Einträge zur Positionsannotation

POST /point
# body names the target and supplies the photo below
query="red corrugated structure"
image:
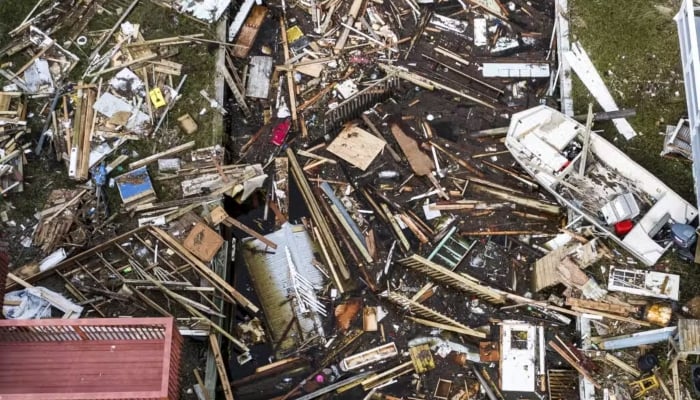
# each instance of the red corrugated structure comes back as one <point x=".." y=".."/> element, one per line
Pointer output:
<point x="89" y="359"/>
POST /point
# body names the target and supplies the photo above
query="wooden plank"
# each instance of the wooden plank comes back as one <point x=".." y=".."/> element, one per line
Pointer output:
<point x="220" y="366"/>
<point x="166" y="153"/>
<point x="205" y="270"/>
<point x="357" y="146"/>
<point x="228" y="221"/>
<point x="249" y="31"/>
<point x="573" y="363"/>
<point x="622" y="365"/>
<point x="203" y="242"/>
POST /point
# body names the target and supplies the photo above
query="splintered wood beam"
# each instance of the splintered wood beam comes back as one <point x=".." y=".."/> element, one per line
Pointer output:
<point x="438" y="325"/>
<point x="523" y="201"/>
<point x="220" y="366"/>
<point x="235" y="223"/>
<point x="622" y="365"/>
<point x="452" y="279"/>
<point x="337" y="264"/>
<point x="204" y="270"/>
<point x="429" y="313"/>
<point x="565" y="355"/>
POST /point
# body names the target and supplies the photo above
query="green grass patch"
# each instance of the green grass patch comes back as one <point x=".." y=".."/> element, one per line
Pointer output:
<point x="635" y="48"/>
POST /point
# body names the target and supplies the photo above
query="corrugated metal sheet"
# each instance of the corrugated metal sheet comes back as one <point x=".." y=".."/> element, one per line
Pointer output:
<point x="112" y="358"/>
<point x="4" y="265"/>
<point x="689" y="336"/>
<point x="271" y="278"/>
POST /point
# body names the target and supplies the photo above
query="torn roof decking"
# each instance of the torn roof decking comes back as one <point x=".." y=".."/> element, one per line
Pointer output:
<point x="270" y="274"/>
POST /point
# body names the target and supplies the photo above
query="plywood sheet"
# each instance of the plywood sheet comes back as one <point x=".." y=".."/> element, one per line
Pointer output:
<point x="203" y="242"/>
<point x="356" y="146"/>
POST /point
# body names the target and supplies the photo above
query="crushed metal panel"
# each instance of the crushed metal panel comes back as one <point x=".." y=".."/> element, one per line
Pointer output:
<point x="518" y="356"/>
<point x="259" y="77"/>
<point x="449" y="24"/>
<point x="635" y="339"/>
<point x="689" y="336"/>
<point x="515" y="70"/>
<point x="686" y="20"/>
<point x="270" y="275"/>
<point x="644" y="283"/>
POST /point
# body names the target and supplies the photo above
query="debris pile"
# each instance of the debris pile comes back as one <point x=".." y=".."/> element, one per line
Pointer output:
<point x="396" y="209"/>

* * *

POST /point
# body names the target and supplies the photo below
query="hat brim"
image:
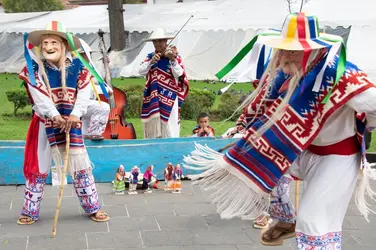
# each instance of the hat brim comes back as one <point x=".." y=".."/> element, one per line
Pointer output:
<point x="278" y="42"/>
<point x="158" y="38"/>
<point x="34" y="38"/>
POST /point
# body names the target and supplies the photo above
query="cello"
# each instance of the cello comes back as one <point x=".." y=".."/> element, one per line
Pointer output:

---

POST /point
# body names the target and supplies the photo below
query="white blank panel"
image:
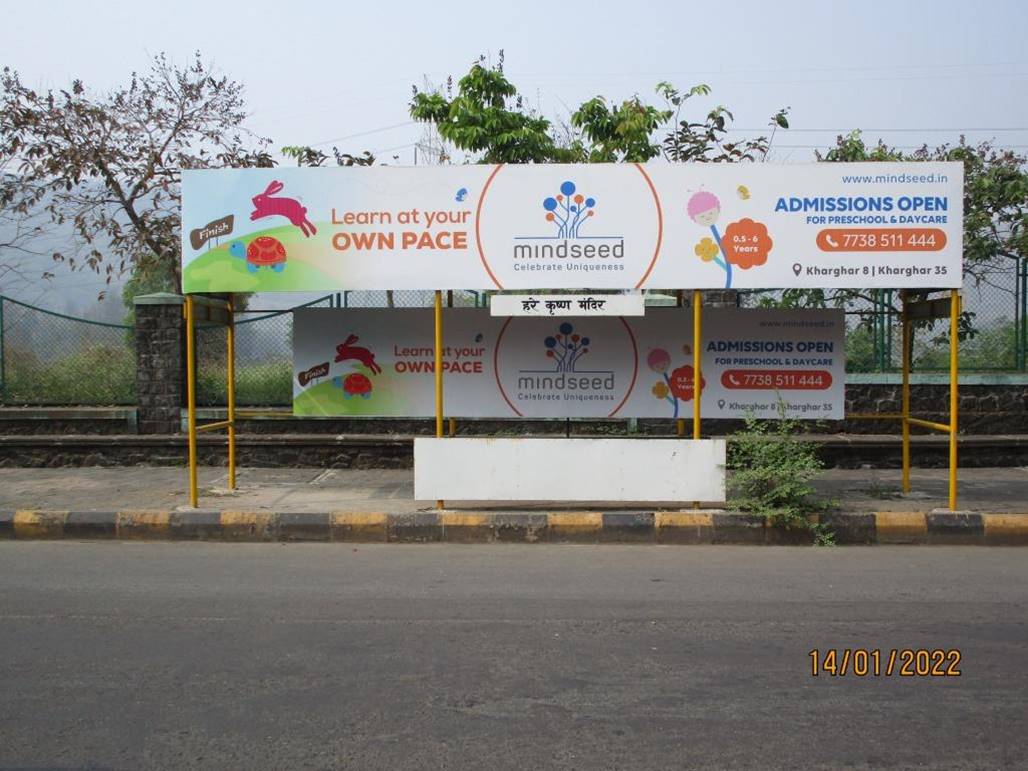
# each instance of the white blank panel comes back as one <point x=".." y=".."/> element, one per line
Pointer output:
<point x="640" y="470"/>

• [AUFGABENSTELLUNG]:
Ermittle in den obigen Einträgen jede Zeile, in der die Zeichenfolge „plywood“ vorkommt, und übernimm diese Zeilen unverändert. Groß- und Kleinschreibung ist dabei zu beachten.

• [ERGEBNIS]:
query="plywood sheet"
# each instance of the plywood sheet comes back as one <point x=".." y=".."/> element, one per line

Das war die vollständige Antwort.